Wellington Barros, consultor do Conselho Federal de Farmácia e professor da Universidade Federal do Sergipe, também coloca a mercantilização do setor como um problema. “Houve uma banalização da farmácia como comércio de conveniência e nos medicamentos como produtos”.

A impressão de que há “uma farmácia em cada esquina”, como simplificou Giamberardino, é cada vez mais real. Se usarmos como base a recomendação da Organização Mundial da Saúde (OMS), de que deve-se existir uma farmácia para cada 8 mil habitantes, o Brasil está “sobrecarregado”, já que segundo últimos dados do CFF, há uma farmácia para cada 2,4 mil pessoas por aqui.

Carlos Alberto Bhering, professor de pediatria na Universidade de Vassouras, também observa esse fenômeno e cita ainda a abundância de propagandas de medicamentos a que a população é exposta. “No fim dos comerciais eles passam rapidamente aquele recado: ‘Ao persistir os sintomas, o médico deverá ser consultado’ e fica uma coisa quase subliminar logo depois de uma propaganda inteira que prega exatamente o contrário”.

No entanto, o médico também aponta a questão cultural como um fator importante: “Esse hábito está enraizado na cabeça das pessoas de todas as classes sociais, independente de acesso”, opina.

“Mesmo quem vai à consulta médica, que tem um diagnóstico firmado, é muito comum a não adesão ao tratamento prescrito pelo médico de forma completa. A pessoa não toma todos os medicamentos. Não considera que tem que tomar 7 dias de antibiótico se ela já está bem no quarto dia”, concorda Giamberardino. “Isso está relacionado à educação de saúde. As pessoas acabam ouvindo os pais, os amigos, e não os médicos. Como se indicar um remédio fosse algo simples”, completa.

De acordo com uma outra pesquisa sobre automedicação divulgada pelo ICTQ em 2014, 72% das pessoas que admitiram o uso de medicamentos por conta própria afirmaram confiar na indicação de familiares e 42,4% na de amigos. Além disso 68,1% das pessoas disseram que recomendam remédios para os outros. 46,1% confessam que não leem a bula antes do consumo.

A Agência Nacional de Vigilância Sanitária (Anvisa) também citou o fator cultural e falta de acesso para explicar o fenômeno e reiterou que busca soluções para minimizar os perigos. “A Anvisa, assim como o Ministério da Saúde, tem promovido ações de conscientização da população para o uso racional de medicamentos e dos riscos resultantes da automedicação”.

Dentro da questão cultural, a desinformação, a falta de confiança nos profissionais de saúde e a noção de que cada pessoa sabe o que é melhor para a própria saúde ganharam um enorme combustível na última década: as fake news.

▸ DADOS FORNECIDOS:
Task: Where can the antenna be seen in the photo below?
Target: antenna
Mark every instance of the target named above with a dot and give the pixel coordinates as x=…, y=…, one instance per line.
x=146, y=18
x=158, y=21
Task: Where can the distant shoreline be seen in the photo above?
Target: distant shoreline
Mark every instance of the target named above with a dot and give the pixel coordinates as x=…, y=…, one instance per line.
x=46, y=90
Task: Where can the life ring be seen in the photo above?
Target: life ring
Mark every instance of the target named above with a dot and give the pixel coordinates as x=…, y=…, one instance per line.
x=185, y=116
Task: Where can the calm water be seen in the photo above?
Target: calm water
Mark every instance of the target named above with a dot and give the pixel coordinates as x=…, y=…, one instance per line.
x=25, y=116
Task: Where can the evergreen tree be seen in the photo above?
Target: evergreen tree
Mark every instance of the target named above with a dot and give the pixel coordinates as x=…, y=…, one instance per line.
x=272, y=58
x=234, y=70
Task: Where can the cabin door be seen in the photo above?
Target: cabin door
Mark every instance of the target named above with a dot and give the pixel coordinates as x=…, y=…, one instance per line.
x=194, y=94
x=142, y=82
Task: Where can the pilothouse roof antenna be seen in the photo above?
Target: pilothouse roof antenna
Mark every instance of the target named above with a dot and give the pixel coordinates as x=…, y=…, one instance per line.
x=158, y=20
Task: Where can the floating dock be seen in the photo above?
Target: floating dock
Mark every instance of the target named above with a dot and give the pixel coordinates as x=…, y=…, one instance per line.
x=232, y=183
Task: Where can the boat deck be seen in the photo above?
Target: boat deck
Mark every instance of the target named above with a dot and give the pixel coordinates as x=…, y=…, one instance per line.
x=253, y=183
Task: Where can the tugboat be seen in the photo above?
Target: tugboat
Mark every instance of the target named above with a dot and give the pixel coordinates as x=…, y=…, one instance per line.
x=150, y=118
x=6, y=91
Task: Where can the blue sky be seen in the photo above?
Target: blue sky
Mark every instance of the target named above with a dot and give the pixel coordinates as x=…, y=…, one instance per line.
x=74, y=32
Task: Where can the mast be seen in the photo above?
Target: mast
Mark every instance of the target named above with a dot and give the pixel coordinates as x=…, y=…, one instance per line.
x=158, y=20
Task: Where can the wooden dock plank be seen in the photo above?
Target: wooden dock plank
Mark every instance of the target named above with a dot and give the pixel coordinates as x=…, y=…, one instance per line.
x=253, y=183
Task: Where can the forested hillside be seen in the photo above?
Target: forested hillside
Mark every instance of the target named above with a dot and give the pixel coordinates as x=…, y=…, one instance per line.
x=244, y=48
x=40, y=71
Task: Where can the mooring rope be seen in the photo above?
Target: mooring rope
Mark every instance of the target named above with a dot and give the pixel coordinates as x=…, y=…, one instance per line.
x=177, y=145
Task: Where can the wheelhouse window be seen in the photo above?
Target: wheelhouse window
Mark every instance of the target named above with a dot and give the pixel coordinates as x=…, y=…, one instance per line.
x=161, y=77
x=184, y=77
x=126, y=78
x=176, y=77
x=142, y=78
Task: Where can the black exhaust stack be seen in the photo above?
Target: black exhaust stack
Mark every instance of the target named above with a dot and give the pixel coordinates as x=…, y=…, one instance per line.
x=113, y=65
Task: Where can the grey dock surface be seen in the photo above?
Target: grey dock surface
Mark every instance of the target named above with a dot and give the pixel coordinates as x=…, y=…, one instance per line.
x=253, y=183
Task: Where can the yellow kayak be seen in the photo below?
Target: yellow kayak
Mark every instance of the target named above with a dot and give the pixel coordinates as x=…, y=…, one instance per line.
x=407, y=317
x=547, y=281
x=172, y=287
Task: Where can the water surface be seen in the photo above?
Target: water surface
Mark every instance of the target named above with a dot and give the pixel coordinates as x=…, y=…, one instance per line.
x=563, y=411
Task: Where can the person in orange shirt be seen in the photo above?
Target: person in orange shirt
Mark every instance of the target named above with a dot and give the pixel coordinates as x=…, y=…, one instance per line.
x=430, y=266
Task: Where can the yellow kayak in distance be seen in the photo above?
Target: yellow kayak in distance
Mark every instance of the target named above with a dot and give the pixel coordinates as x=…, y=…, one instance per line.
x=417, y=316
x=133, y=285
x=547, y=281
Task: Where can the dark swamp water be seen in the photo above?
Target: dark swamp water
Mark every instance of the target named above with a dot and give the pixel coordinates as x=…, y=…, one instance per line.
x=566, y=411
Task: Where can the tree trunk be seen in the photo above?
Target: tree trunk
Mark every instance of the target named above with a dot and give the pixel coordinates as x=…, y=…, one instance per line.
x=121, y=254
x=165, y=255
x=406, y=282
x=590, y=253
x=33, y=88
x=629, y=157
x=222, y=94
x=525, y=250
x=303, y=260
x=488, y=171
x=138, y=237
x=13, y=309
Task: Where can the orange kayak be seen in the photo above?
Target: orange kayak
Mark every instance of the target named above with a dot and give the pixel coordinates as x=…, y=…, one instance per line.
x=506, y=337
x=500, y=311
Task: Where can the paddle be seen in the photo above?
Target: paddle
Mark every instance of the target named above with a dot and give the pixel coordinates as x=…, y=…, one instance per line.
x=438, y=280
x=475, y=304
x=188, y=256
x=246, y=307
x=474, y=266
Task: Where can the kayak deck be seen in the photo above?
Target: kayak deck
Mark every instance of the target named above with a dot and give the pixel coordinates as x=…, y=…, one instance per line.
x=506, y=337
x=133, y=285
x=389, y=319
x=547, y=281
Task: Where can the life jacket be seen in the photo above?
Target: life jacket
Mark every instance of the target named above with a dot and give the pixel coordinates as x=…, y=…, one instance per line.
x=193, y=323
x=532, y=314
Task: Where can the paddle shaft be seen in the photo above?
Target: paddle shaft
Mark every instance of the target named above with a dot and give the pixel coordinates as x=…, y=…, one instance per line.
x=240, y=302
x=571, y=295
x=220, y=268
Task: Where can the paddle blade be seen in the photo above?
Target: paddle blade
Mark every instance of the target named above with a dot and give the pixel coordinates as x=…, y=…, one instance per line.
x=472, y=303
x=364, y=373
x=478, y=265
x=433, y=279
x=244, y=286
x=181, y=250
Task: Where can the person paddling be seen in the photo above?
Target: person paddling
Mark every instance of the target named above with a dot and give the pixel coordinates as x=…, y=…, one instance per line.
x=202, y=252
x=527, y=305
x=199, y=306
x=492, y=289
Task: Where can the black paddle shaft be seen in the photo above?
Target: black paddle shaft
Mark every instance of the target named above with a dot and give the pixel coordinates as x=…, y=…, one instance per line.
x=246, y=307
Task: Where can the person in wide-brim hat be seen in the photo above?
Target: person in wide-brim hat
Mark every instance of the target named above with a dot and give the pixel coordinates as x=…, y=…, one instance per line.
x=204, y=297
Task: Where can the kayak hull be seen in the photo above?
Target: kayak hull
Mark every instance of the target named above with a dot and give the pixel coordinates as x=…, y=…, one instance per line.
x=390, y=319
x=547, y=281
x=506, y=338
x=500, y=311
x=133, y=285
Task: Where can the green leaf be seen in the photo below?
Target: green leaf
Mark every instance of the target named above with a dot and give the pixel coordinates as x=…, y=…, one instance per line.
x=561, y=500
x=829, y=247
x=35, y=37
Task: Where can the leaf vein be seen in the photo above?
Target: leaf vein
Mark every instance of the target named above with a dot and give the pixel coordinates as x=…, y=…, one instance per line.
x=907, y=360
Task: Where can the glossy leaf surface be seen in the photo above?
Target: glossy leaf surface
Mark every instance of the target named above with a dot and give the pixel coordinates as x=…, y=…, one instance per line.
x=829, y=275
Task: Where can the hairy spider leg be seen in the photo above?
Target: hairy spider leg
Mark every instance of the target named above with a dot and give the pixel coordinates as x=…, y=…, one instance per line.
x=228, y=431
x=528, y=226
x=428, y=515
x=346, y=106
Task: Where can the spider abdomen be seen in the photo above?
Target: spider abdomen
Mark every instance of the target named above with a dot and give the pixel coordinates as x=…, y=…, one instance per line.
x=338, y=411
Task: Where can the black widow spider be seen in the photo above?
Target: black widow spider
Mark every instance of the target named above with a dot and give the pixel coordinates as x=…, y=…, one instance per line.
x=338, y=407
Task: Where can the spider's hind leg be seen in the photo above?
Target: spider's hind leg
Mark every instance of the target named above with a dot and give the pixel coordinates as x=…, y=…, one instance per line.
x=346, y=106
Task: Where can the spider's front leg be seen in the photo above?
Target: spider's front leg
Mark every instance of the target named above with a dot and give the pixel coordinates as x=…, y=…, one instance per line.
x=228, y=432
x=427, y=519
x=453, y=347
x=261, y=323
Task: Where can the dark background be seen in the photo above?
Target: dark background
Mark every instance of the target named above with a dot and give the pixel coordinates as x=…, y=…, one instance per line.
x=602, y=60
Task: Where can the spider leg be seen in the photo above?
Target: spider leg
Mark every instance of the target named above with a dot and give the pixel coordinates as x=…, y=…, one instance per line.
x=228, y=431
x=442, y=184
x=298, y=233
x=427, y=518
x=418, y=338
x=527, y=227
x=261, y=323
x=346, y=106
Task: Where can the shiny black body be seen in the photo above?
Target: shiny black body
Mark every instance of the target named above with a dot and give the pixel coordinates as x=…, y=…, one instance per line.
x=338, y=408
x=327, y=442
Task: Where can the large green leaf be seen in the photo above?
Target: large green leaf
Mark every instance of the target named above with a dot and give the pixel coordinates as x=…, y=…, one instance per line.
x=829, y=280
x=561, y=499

▸ TAREFA A REALIZAR:
Indique se cada afirmação concorda com o texto sobre automedicação, respondendo sim ou não e citando literalmente as palavras do texto que decidem.
1. Segundo os últimos dados do CFF, o Brasil tem uma farmácia para cada 8 mil habitantes.
2. Na pesquisa do ICTQ divulgada em 2014, 46,1% das pessoas admitiram não ler a bula antes de consumir o medicamento.
3. Carlos Alberto Bhering é professor de pediatria na Universidade Federal do Sergipe.
Não é preciso usar as linhas.

▸ RESPOSTA FINAL:
1. Não: "há uma farmácia para cada 2,4 mil pessoas por aqui".
2. Sim: "46,1% confessam que não leem a bula antes do consumo".
3. Não: "professor de pediatria na Universidade de Vassouras".